--- START OF Supplied information ---

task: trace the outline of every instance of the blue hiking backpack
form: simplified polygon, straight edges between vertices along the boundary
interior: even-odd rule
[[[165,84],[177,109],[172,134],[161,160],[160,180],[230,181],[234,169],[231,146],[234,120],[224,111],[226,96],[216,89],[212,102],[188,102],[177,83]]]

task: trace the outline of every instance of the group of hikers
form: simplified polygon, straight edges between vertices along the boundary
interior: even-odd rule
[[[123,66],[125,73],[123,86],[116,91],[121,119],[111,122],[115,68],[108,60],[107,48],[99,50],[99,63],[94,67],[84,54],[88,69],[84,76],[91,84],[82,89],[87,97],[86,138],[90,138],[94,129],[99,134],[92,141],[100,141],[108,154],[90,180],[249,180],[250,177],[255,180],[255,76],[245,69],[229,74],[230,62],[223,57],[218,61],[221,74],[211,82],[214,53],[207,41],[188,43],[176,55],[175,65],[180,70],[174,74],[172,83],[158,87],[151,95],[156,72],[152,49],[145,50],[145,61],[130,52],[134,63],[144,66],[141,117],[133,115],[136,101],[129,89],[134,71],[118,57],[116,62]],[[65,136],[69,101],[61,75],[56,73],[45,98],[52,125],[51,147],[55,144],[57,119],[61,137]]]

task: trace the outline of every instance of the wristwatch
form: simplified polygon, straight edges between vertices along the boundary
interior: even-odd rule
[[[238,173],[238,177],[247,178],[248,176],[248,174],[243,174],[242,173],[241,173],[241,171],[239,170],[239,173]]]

--- END OF Supplied information ---

* What the exercise asks *
Copy the entries from the line containing "task: trace the outline of every instance of the wristwatch" through the end, including their task, form and interior lines, and scale every outline vertex coordinate by 0.5, rounding to whole numbers with halves rounded up.

* Full answer *
task: trace the outline of every instance of the wristwatch
form: simplified polygon, straight edges between vertices along the boundary
interior: even-odd rule
[[[119,87],[119,89],[124,89],[124,88],[124,87],[122,87],[121,87],[121,87],[121,86],[120,85],[120,87]]]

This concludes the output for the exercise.